BEGIN Extracted material
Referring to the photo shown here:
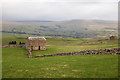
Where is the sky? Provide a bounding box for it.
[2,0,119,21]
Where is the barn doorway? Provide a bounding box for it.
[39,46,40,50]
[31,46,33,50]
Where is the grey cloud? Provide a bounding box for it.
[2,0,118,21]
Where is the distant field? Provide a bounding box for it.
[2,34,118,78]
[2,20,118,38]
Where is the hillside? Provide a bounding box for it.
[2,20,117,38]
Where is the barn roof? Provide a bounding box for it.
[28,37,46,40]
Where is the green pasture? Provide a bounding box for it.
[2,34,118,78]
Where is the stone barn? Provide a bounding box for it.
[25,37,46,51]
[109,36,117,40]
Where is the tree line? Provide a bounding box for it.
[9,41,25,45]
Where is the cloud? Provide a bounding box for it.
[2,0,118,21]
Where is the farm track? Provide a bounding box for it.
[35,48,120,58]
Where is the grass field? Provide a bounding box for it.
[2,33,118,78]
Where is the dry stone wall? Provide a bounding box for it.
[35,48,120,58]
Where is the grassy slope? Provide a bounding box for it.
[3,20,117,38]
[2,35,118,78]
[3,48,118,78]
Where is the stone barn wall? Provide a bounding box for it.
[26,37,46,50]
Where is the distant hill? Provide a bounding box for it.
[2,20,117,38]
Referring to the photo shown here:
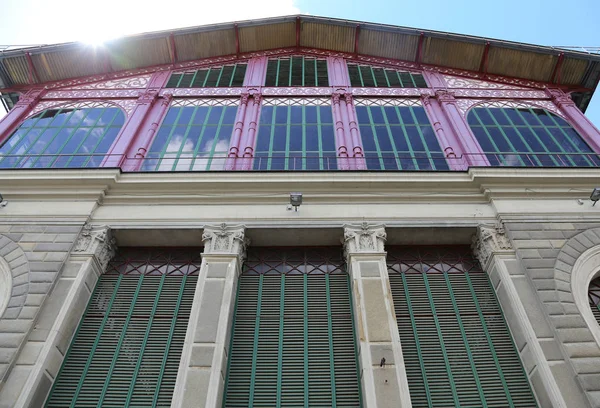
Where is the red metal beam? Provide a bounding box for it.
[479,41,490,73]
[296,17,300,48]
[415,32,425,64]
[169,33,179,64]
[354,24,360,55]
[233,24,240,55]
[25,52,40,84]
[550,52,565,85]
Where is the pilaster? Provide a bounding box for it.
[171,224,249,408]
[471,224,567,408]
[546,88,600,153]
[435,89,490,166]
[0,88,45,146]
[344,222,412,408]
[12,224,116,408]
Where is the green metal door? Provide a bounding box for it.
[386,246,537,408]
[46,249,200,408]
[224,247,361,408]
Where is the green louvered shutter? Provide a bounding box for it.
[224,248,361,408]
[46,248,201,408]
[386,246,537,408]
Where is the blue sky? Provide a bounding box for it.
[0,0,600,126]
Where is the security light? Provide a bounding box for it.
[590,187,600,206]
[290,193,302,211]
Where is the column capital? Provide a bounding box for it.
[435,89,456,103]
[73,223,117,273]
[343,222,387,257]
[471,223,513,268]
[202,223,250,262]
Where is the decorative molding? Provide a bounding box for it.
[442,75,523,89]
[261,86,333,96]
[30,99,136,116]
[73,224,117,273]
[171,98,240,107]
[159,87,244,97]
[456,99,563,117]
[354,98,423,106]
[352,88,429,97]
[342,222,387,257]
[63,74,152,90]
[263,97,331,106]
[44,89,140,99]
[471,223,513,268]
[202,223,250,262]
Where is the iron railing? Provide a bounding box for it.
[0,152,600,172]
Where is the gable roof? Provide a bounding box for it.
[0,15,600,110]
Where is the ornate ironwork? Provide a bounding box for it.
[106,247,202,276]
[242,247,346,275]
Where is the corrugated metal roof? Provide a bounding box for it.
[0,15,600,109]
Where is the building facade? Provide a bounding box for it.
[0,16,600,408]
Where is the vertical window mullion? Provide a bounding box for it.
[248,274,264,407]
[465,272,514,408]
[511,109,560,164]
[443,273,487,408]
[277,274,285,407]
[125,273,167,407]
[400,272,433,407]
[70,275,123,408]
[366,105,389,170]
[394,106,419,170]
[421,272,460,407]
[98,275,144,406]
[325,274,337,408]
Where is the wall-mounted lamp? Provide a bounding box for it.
END Extracted material
BEGIN Extracted material
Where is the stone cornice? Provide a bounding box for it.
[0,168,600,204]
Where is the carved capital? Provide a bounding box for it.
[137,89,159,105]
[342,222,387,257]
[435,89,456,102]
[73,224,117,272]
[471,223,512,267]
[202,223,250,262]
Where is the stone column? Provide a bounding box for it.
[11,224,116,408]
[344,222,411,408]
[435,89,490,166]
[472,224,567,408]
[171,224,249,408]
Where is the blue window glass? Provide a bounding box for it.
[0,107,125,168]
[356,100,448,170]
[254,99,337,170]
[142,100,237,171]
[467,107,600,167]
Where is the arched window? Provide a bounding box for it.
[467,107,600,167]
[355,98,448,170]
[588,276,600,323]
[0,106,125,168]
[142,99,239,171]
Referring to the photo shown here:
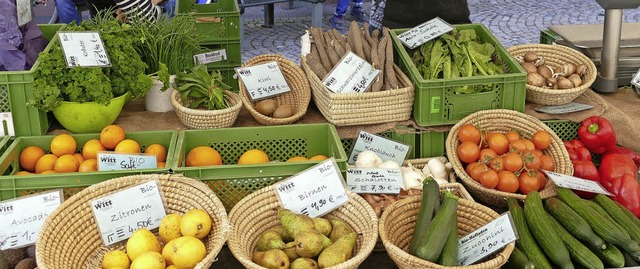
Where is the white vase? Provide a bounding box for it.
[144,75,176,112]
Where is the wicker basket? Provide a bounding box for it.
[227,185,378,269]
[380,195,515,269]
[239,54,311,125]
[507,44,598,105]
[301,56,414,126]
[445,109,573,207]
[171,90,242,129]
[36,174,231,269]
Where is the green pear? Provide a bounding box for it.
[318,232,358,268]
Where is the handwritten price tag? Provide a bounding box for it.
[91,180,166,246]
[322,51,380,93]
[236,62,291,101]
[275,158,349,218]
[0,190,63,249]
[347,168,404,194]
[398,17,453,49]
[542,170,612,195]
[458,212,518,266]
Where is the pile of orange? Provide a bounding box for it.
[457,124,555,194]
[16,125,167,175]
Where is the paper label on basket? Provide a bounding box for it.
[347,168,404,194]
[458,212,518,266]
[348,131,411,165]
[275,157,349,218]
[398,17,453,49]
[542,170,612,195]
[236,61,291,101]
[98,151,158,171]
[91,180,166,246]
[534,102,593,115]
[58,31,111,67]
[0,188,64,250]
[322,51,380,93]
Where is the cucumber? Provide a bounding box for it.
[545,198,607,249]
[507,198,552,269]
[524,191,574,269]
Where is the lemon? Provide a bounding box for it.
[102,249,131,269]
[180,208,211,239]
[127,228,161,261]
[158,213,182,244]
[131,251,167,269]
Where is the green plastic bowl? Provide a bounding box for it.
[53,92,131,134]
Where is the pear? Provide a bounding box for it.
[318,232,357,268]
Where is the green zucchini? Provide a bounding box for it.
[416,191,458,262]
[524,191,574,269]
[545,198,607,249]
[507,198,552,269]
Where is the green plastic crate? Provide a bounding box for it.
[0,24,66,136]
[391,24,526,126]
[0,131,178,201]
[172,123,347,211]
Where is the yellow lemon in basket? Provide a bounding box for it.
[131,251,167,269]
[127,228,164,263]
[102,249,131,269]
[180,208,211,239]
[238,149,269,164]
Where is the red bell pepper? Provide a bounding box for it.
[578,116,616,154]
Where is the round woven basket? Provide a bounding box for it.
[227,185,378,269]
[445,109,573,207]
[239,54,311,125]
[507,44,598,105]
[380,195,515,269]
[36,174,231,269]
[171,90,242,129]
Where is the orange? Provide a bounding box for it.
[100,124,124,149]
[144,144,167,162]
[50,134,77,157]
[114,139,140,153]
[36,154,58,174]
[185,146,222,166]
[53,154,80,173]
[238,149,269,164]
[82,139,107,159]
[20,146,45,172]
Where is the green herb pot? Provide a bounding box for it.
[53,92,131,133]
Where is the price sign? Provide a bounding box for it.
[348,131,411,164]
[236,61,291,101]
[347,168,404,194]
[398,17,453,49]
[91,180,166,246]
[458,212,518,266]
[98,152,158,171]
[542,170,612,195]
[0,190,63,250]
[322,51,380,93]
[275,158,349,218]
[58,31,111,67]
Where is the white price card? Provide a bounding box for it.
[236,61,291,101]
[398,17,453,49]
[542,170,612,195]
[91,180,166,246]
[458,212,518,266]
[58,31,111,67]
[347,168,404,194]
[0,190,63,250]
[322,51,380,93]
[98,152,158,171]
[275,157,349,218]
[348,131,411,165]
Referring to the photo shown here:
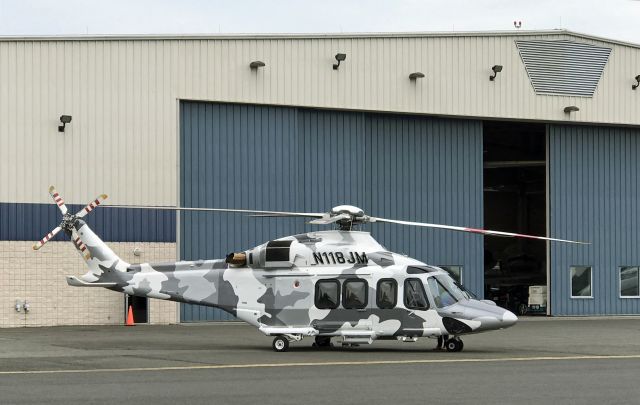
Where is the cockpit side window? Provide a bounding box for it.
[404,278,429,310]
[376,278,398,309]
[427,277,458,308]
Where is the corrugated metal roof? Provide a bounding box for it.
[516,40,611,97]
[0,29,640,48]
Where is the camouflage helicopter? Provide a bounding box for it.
END Extracted material
**What you will do**:
Copy out, word for word, the lines that open with the line containing "Where is the distant field?" and close with the line containing "[0,0,600,126]", including both. Leave out any pictures.

**Result of this exercise**:
Where is the distant field? Provide a bounding box for it.
[2,34,118,78]
[2,20,118,38]
Where is the hillside? Provide a bounding box for it.
[2,20,117,38]
Where is the barn roof? Provide a bounding box for it.
[28,37,46,40]
Where is the green pasture? Provide a bounding box for it.
[2,34,118,78]
Where is the stone barn? Provide a bounding box for it.
[25,37,46,51]
[109,36,117,40]
Where is the tree line? Provide a bounding box for it.
[9,41,25,45]
Where is the cloud? Provide a bounding box for it.
[2,0,118,21]
Where is the farm track? Provide a bounding box for it.
[35,48,120,58]
Where is the grass field? Provide a bounding box for it.
[2,33,118,78]
Where is the dry stone wall? Provide a bounding box for it.
[35,48,120,58]
Where is the grassy slope? Provide a bounding box for it.
[3,20,117,38]
[2,35,118,78]
[3,48,118,78]
Where is the stone barn wall? Provide a bounding box for it.
[26,37,46,50]
Where is the distant hill? Provide a bounding box for it.
[2,20,117,38]
Referring to the photo shown here:
Where is the red metal beam? Provide a bounding box for it.
[479,41,490,73]
[296,17,300,48]
[415,32,425,64]
[169,33,179,64]
[354,24,360,55]
[233,24,240,55]
[25,52,40,84]
[550,52,565,85]
Where is the pilaster? Provide a bounding box for it.
[171,224,249,408]
[471,224,567,408]
[546,88,600,153]
[435,89,490,166]
[0,88,45,146]
[344,222,412,408]
[12,224,116,408]
Where is the green metal door? Provide a bounding box for it.
[386,246,537,408]
[46,249,200,408]
[224,247,361,408]
Where is the green louvered shutter? Provide a bounding box for it.
[224,248,361,408]
[46,248,201,408]
[386,246,537,408]
Where is the blue sky? Provide a bounding box for it.
[0,0,600,126]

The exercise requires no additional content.